- [Requirement 1] In the article about the DRIVE therapy session, how many of the five students are adopted Black kids raised by white parents?
- [Requirement 2] Resume the article about the DRIVE therapy session after its last sentence.

Different types of racially diverse cloth and plastic dolls sit on four shelves of a wood bookcase.

Therapy dolls on shelves in a conference room that doubles as a meeting space for group therapy at New Beginnings Counseling Center in Madison are diverse in their racial makeup and gender identity. (Credit: Murv Seymour / PBS Wisconsin)

In this DRIVE session, like KJ, four of the five students are adopted Black kids being raised by white parents. More transracial families are looking for a Black therapist to educate themselves and their children about sensitive topics surrounding race, culture and history.

KJ said when he was younger, he used to make up stories to explain why his skin was darker than his white adoptive parents.

“I just thought that I had a birth defect or something, or I was born, like, born over a fire,” KJ said.

- [Excerpted records]
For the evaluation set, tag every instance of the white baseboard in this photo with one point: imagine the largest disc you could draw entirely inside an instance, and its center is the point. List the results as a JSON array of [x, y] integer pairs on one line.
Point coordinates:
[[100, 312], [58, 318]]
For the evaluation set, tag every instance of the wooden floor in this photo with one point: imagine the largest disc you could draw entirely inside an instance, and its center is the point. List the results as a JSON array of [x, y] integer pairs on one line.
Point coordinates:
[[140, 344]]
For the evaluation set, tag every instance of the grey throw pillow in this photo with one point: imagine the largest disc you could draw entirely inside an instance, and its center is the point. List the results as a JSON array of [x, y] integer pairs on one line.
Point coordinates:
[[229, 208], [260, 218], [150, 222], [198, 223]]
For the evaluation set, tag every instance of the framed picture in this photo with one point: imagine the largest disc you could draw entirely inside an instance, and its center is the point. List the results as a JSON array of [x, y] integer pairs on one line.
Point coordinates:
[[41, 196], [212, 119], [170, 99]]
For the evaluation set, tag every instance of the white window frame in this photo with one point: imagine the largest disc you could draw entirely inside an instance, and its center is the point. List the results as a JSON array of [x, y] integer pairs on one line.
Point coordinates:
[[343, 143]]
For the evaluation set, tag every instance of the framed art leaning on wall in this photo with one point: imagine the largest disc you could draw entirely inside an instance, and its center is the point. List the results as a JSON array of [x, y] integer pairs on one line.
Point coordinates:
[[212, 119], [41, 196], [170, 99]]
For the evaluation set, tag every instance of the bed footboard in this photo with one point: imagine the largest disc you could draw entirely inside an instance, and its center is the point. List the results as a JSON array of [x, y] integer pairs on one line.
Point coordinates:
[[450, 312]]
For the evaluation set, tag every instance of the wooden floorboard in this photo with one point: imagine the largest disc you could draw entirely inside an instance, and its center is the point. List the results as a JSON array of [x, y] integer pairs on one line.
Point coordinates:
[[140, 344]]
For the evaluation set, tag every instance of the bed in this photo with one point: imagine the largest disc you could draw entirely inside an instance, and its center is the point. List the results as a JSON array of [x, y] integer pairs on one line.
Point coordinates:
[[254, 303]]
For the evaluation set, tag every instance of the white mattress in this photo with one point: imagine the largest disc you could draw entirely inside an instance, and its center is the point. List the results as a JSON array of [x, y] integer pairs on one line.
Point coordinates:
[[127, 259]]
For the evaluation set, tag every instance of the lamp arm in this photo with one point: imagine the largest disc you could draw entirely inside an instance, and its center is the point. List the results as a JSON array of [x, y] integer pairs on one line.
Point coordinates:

- [Answer box 1] Four

- [Answer box 2]
KJ and others around the table said bullying and teasing from their Black classmates is hurtful and can feel like it’s non-stop. He recalled some of the things his Black peers have said to him at school.

“‘You’re not one of us. You don’t deserve to hang out with us. You’re not Black enough,'” KJ recounted. “‘You drive just like a white person. You got white parents. You should know how to dress. You’re rich.’ And I’m like, no, I’m middle class. I’m basically just like you. It’s just I’m living with white parents.”

Crayola thin markers in ten different colors are organized in sections of a cardboard box sitting on top of a high pile carpet.

Coloring is one of the activities that young patients at New Beginnings Counseling Center in Madison can engage in as part of their mental health therapy. (Credit: Murv Seymour / PBS Wisconsin)

Harris fears stressed adolescents might harm themselves because of issues with racial identity, social acceptance and other life challenges.

“A lot of them have attempted suicide. A lot of them have contemplated suicide,” “They’re very afraid. And, they just see therapy as, ‘OK, my parents are bringing me here, something’s wrong with me,’ because they’ve been conditioned to think that for such a long time,” he said.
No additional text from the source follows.